因鲍罗廷曾被英国警方逮捕过,为了避免在香港遇到麻烦,他与其助手波里亚克(苏俄首批驻华军事人员之一),于9月29日登上一艘装有200只绵羊,直接由上海到广州的小轮船。
不料中途遭遇台风,咆哮的海风和汹涌的海浪将船只逼到了台湾岛沿岸,200只绵羊全部送命,但鲍罗廷等乘客却有幸大难不死,全部获救。
10月6日,疲惫不堪的鲍罗廷和波里亚克终于到达了他们曾在地图上查看过多次的旅程终点——广州。
1、鲍罗廷如何说服孙中山?置身于陌生的城市和异域文化环境中的他,立刻感觉到肩头担负的来华使命的沉重。
得知鲍罗廷要来广州,孙中山一连三天派他的代表魏秘书和喻育之将军前往迎接。

#### 原始数据:
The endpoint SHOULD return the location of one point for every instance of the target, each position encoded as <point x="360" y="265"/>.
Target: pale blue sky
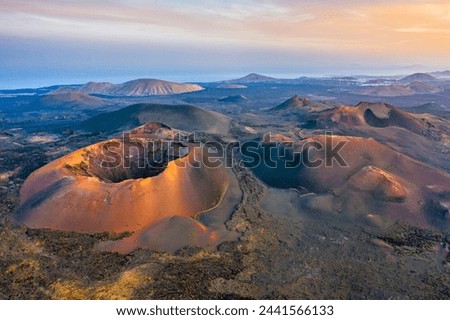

#### 待办任务:
A - 请根据节选内容回答下列问题,每题一行,并按相同编号作答。
(i) 鲍罗廷和波里亚克是哪一天登上前往广州的小轮船的?
(ii) 遭遇台风后,船上的绵羊结果如何?
(iii) 孙中山派了哪两个人去迎接鲍罗廷?
B - 请从节选中含有“因鲍罗廷曾被英国警方逮捕过,为了避免在香”的地方开始,到“得知鲍罗廷要来广州,孙中山一连三天派他的代表魏秘书和喻育之将军前往迎接。”结束,把这段文字重新写出,并将其中的“绵羊”替换为“山羊”。

#### 各题答案:
A -
(i) 9月29日。
(ii) 200只绵羊全部送命。
(iii) 魏秘书和喻育之将军。

B -
因鲍罗廷曾被英国警方逮捕过,为了避免在香港遇到麻烦,他与其助手波里亚克(苏俄首批驻华军事人员之一),于9月29日登上一艘装有200只山羊,直接由上海到广州的小轮船。
不料中途遭遇台风,咆哮的海风和汹涌的海浪将船只逼到了台湾岛沿岸,200只山羊全部送命,但鲍罗廷等乘客却有幸大难不死,全部获救。
10月6日,疲惫不堪的鲍罗廷和波里亚克终于到达了他们曾在地图上查看过多次的旅程终点——广州。
1、鲍罗廷如何说服孙中山?置身于陌生的城市和异域文化环境中的他,立刻感觉到肩头担负的来华使命的沉重。
得知鲍罗廷要来广州,孙中山一连三天派他的代表魏秘书和喻育之将军前往迎接。